Work to be completed
Turn the material from the line containing "Where can the white window" through the line containing "point(187, 253)" into a two-column CSV with the headers input and output, one row per entry. Put each entry's text under input and its answer under output, each as a single quoted field with line breaks replaced by spaces.

Data to process
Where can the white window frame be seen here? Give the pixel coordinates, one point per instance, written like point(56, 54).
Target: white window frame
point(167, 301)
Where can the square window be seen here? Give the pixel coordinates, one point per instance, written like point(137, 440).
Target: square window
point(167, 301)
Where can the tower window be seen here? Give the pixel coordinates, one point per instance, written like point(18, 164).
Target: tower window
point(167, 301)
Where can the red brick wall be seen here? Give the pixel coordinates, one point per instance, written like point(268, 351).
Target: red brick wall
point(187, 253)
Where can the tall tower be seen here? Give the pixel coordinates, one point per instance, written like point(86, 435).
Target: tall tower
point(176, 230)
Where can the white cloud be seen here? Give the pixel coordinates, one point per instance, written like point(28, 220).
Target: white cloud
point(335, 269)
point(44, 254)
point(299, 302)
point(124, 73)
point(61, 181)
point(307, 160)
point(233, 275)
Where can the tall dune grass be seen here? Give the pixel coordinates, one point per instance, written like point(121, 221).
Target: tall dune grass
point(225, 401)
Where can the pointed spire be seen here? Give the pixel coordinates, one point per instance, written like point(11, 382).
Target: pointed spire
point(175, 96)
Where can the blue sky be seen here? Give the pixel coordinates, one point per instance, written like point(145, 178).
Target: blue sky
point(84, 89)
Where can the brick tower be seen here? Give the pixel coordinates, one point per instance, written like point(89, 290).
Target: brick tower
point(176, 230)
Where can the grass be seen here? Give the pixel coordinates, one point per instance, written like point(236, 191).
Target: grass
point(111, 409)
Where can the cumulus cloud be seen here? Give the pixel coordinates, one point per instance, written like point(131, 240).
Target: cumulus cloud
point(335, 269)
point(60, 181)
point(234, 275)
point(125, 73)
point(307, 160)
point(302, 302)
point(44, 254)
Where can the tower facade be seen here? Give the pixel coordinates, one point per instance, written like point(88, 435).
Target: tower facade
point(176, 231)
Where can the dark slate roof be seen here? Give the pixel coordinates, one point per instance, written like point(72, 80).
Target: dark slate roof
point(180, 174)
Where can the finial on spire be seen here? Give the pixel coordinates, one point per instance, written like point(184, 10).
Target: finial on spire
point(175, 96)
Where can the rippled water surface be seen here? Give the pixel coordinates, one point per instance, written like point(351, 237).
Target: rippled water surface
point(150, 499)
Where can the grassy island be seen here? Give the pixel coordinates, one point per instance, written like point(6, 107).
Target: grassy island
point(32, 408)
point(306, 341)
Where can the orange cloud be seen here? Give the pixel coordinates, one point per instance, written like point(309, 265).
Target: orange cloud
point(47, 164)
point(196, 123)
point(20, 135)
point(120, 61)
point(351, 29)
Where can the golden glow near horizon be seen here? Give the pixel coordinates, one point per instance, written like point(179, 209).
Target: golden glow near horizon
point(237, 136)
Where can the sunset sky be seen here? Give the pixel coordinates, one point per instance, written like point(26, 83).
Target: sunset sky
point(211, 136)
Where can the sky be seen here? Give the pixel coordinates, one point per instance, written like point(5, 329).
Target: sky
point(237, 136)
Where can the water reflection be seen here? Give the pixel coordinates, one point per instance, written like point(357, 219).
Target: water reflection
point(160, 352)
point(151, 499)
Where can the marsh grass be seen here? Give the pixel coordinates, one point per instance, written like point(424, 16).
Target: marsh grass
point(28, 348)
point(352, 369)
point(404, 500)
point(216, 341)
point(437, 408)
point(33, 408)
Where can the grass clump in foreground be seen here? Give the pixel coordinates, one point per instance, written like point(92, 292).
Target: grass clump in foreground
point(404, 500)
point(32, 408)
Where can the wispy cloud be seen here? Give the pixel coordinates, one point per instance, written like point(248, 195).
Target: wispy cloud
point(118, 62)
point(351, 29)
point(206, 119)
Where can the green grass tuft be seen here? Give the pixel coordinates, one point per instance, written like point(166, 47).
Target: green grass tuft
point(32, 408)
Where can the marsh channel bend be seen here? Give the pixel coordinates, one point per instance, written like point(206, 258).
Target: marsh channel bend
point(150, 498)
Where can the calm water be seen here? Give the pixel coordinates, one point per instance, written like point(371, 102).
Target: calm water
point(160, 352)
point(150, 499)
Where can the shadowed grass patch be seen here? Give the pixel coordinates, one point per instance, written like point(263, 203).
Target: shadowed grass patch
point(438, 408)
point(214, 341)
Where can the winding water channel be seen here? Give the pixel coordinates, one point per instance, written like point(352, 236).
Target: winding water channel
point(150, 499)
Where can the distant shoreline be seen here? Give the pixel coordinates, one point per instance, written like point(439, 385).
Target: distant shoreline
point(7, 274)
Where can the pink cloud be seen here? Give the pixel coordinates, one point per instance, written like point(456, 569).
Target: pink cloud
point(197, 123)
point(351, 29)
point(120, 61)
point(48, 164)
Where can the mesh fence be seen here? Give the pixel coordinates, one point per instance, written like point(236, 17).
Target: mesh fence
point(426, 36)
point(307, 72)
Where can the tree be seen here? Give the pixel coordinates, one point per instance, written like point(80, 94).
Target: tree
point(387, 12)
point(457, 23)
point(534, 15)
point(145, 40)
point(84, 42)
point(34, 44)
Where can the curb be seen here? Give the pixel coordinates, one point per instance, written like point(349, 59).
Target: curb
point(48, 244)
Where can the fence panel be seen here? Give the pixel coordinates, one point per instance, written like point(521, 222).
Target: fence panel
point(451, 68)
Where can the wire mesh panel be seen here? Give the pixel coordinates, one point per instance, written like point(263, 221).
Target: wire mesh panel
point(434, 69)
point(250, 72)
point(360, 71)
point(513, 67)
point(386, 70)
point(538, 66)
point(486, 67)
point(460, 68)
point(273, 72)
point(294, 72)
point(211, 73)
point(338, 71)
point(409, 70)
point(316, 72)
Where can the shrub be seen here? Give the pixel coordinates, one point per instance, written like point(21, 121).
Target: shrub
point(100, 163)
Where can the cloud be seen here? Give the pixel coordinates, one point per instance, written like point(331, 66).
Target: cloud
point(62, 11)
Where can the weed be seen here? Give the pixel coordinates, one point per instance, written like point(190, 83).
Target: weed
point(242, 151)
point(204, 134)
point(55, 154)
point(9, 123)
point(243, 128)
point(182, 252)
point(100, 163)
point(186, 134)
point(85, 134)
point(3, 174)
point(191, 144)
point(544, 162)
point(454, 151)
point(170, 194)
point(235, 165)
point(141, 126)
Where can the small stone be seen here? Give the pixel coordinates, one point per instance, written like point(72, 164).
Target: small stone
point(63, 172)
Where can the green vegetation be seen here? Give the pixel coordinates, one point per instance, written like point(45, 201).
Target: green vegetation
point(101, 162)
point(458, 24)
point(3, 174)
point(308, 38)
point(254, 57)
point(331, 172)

--

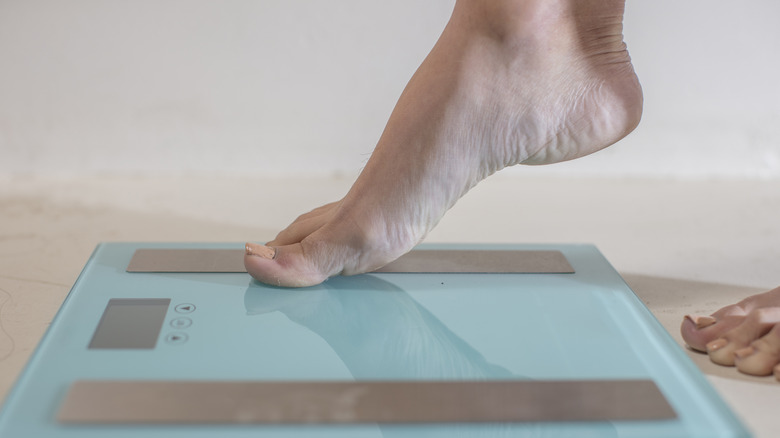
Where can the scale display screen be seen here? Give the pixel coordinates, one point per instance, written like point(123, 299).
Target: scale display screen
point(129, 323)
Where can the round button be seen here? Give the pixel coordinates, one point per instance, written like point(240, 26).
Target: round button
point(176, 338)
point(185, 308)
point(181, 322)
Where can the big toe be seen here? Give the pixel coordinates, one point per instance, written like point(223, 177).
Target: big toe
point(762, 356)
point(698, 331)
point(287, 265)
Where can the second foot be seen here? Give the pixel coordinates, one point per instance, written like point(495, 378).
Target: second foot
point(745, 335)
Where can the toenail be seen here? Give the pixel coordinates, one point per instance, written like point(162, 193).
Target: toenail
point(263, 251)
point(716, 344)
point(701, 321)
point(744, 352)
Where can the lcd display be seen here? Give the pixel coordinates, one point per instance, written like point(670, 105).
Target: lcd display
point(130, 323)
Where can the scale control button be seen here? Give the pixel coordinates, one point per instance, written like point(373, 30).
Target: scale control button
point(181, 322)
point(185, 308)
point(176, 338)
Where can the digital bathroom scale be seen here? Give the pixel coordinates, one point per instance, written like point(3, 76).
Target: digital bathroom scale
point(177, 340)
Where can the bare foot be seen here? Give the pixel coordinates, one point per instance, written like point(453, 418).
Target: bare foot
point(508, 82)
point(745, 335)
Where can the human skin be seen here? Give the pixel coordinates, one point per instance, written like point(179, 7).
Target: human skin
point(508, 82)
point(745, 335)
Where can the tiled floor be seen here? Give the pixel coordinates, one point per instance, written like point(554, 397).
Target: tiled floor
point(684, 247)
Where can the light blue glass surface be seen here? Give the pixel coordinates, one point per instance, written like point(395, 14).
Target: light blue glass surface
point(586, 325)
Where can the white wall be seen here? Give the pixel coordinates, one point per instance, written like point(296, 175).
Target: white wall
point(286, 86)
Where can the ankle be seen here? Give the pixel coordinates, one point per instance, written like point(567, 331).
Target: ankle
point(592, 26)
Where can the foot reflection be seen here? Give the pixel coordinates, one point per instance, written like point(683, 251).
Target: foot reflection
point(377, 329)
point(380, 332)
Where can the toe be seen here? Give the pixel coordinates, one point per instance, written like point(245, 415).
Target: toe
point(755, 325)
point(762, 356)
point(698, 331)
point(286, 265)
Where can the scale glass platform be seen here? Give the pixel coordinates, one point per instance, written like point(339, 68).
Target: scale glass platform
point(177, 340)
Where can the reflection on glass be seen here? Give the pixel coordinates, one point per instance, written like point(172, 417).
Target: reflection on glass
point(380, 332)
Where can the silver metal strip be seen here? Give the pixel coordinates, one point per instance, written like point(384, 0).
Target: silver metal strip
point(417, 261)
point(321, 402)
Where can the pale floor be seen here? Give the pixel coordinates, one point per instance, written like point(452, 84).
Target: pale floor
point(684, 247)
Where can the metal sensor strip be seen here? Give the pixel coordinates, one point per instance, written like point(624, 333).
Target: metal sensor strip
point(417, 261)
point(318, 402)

Output for this task
input,output
"Where can the white window frame be seen here? Give the pixel coordinates, one point per instance, written like point(56, 54). Target: white window frame","point(167, 301)"
"Where can the square window be seen here? Give the pixel coordinates, one point per instance, written like point(137, 440). Target: square window","point(167, 301)"
"Where can the tower window be seen here? Give the pixel coordinates, one point per instance, written like point(18, 164). Target: tower window","point(167, 301)"
"Where can the red brick wall be seen here? Give the pixel coordinates, one point per instance, written like point(268, 351). Target: red brick wall","point(187, 253)"